### Document source
BONA SAWA

BONA SAWA

FAILLITE DU GOUVERNEMENT:LE PROBLEME, C'EST LE PRINCE

Faillite du gouvernement: Le problème, c'est le prince

 

 

DOUALA - 25 SEPT. 2006

© Ambroise EBONDA

 

Il ne suffit pas de changer des ministres pour produire des résultats. Le régime souffre des méthodes de son chef.

 

Place aux revenants. Le gouvernement formé vendredi dernier, marque le retour aux affaires de personnalités que l'on croyait politiquement mortes et enterrées. L'ancien secrétaire général du gouvernement, Jean Kuete, revient au gouvernement après 18 ans d'exil forcé au cœur des institutions communautaires de l'Udeac et de la Cemac. L'ancien ministre des Travaux publics Jean-Baptiste Bokam, que la rumeur avait un temps envoyé à Kondengui, dans la fourgonnette des détourneurs de deniers publics, est le nouveau secrétaire d'Etat à la Défense ; c'est-à-dire le patron de la gendarmerie qui mène en général l'essentiel des enquêtes ouvertes contre les détourneurs. C'est donc lui qui gérera désormais la prison politique qui est logée au Sed. Il y a également le philosophe Ebénézer Njoh Mouelle, viré sans ménagement du secrétariat général du Rdpc il y a une décennie, et longtemps en déphasage avec les pratiques du régime, est désormais appelé à gérer la communication du gouvernement.

 

Pourquoi ces hommes ont-ils étés écartés des affaires hier et qu'est-ce qui justifie qu'on les y ramène aujourd'hui ? Les décrets du prince d'Etoudi ont parfois des raisons que la raison du commun des Camerounais ne saurait pénétrer. Tout aussi illisible, est la vision du prince. Son recours actuel à des revenants est-il le signe d'un épuisement du réservoir dans lequel il allait pêcher de nouvelles têtes ? Ou bien marque-t-il la renonciation au rajeunissement des élites, amorcé il y a une décennie ? Dans la forêt équatoriale où Paul Biya a fait ses premiers pas, on dit souvent que quand un chasseur revient deux fois sur le même arbre, c'est qu'il s'est trompé de chemin.

### Exercice
Recopiez fidèlement le passage de l'article sur le remaniement du gouvernement qui s'ouvre sur les mots contenant « Faillite du gouvernement: Le » et se clôt sur « de son chef. ». Les entrées n'ont aucun rôle ici.

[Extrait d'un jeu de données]
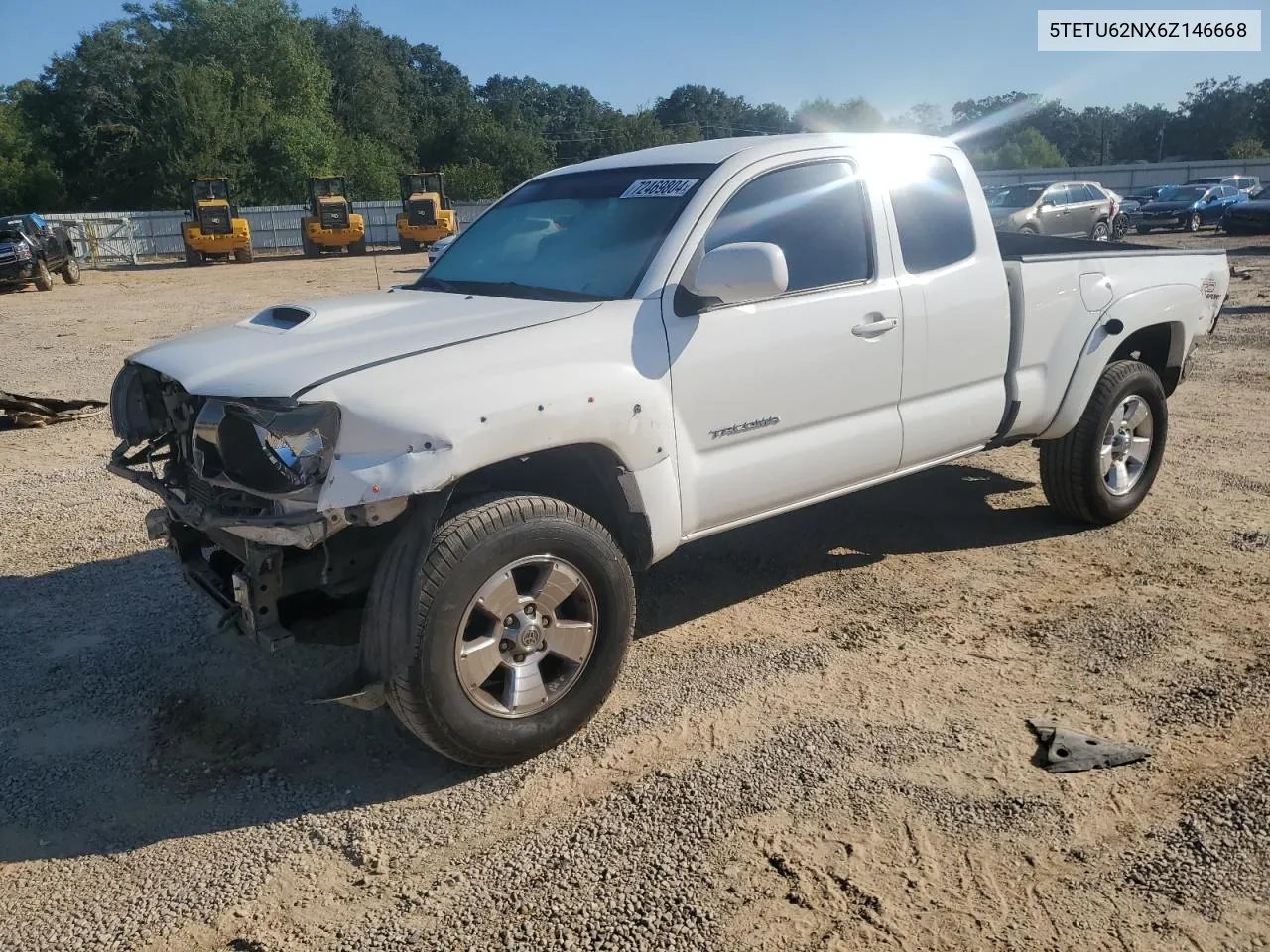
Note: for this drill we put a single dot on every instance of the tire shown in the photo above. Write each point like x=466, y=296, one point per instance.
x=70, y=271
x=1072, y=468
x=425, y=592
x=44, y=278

### Réponse finale
Faillite du gouvernement: Le problème, c'est le prince

 

 

DOUALA - 25 SEPT. 2006

© Ambroise EBONDA

 

Il ne suffit pas de changer des ministres pour produire des résultats. Le régime souffre des méthodes de son chef.